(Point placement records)

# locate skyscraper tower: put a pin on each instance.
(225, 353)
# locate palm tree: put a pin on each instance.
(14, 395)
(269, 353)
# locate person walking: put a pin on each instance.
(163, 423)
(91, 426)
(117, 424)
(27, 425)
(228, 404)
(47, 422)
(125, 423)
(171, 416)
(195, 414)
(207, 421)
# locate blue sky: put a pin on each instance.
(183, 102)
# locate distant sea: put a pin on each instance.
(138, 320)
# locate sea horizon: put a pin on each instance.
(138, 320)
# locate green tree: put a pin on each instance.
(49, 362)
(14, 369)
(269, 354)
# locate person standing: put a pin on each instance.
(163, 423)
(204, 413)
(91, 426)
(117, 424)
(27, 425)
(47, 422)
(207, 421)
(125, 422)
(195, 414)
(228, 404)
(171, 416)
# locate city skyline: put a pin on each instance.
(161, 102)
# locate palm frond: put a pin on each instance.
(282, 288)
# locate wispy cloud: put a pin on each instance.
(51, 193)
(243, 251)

▶ **PROBLEM DETAILS**
Substitute "drop a marker" for "put a pin" throughout the lines above, and leave everything else unchanged.

▶ **THE RESPONSE**
# locate skyscraper tower: drop a marker on each instance.
(225, 353)
# locate palm tree: drop a marker on each instance.
(14, 395)
(269, 353)
# locate person walking: drop a marker on each instance.
(163, 423)
(91, 426)
(117, 424)
(27, 425)
(228, 404)
(47, 422)
(125, 423)
(171, 416)
(195, 414)
(207, 421)
# locate blue sky: drop a marker on each instance.
(183, 102)
# locate distant sea: drop a marker on each instance.
(138, 320)
# locate sea horizon: drop a marker on each instance.
(138, 320)
# locate green tree: drop a marker on each instance.
(49, 362)
(14, 369)
(269, 354)
# locate person standing: drop a marker on each instance.
(163, 423)
(204, 413)
(91, 426)
(117, 424)
(27, 425)
(47, 422)
(207, 421)
(125, 422)
(195, 414)
(228, 404)
(171, 416)
# locate city skyline: drop a marker on each instance.
(161, 102)
# locate palm frond: drop a marker on each instance.
(282, 288)
# locate wispy cloud: drop a marker on each instance.
(51, 193)
(243, 251)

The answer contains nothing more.